-- EXERCISES TO COMPLETE --
1. Condense the paragraph beginning "Now he and wife Karine" in the article on the new French takeaway brand into a short bulleted list that keeps its main facts.
2. Reproduce the part of the article on the new French takeaway brand starting at "The business is" and ending at "and friendly leadership.", with "team" swapped for "staff".
*** EXERCISE PASSAGE ***
Suffolk restaurateurs launch new French takeaway brand...
Suffolk restaurateurs launch new French takeaway brand
A town’s takeaway food is being taken to new heights after being given a classic cuisine makeover by a top French chef.
Chef and restaurateur Pascal Canevet decided to try his hand at fast food after the coronavirus lockdown prompted a fresh look at the business.
Now he and wife Karine – owners of the award-winning Maison Bleue restaurant in Bury St Edmunds – have launched a new takeaway brand called LÉA. It offers French modern cuisine – including classic dishes such as smoked salmon tzatziki, ham hock terrine, beef Bourguignon, crème caramel and chocolate mousse – as part of a pick-and-mix service.
The new business – launched on Tuesday, October 6 – is open from 8am to 6pm, Tuesdays to Saturdays and operates alongside the sit-down restaurant. T
he food is served in glass containers designed to be heated, with food eaten straight from the pot. The glass pots can be returned to Maison Bleue, which is also offering a loyalty card.
There are five starters, main courses and desserts on offer, including vegetarian options. “We felt people were hungry for new flavours – simple dishes that they could serve anywhere and enjoy. Our LÉAs are perfect for anyone looking for fuss-free good food,” said Mr Canevet, who is originally from Brittany and promotes locally-grown produce.
While the business has started in Bury, the couple hope to expand and open more outlets.
“LÉA is fresh and fun fast-food à la française. We are starting small in Bury St Edmunds but have plans to open LÉA food boutiques in the near future. Watch this space.”
The couple took over the restaurant – which has been going for 21 years – in 2011 and have strived to enlarge its customer base and attract younger diners.
The business is five-star rated by Trip Advisor reviewers “As a business we are quality and service driven setting high standards with our renowned attention to detail as a known benchmark to other restaurateurs and we always aim high,” said the chef. “Our secret to underpinning these results is a happy team, meeting hospitality training standards at one end but outperforming these through committed and friendly leadership.
Consistently achieving year-on-year accolades, together with reviews on social media, verifies our outstanding levels of cuisine and service.”
*** ENTRIES SUPPLIED ***
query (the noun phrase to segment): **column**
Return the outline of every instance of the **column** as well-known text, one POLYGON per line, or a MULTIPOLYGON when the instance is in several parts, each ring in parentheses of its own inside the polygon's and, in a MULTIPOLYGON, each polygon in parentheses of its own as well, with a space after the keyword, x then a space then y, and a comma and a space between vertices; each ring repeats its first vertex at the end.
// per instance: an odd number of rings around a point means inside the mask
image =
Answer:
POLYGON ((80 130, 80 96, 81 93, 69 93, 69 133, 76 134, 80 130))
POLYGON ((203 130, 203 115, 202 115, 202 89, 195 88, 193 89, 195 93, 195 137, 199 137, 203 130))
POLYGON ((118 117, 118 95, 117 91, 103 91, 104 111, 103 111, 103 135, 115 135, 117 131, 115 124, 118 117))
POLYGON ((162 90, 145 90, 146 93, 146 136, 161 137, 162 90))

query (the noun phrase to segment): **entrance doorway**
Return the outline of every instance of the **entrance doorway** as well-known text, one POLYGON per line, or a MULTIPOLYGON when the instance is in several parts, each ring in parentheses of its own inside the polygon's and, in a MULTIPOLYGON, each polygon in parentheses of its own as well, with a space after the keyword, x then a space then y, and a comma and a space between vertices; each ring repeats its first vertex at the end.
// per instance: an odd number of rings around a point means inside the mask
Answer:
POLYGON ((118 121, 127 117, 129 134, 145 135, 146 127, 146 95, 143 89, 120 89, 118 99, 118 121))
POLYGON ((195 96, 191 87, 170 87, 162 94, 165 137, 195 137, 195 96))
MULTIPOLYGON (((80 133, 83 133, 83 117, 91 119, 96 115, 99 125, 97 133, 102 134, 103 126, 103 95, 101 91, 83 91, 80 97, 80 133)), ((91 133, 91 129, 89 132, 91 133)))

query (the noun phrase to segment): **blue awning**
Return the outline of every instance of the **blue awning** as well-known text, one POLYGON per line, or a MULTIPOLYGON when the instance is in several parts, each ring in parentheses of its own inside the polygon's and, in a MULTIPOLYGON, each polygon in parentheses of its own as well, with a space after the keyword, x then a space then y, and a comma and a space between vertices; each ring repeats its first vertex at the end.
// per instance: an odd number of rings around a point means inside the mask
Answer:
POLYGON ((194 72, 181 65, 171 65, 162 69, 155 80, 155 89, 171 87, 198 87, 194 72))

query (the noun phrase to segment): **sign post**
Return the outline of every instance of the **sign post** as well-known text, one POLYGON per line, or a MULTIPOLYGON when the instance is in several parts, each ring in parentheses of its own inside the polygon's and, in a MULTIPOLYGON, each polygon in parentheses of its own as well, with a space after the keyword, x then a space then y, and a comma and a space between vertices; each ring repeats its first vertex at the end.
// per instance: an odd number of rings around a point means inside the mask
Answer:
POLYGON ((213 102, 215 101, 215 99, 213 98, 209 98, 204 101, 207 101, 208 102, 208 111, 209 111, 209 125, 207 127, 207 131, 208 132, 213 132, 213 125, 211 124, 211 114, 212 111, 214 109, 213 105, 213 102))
***
-- ANSWERS --
1.
- Pascal Canevet and his wife Karine, owners of the award-winning Maison Bleue restaurant in Bury St Edmunds, have launched a takeaway brand called LÉA.
- It serves modern French cuisine as a pick-and-mix service.
- Its classic dishes include smoked salmon tzatziki, ham hock terrine, beef Bourguignon, crème caramel and chocolate mousse.

2.
The business is five-star rated by Trip Advisor reviewers “As a business we are quality and service driven setting high standards with our renowned attention to detail as a known benchmark to other restaurateurs and we always aim high,” said the chef. “Our secret to underpinning these results is a happy staff, meeting hospitality training standards at one end but outperforming these through committed and friendly leadership.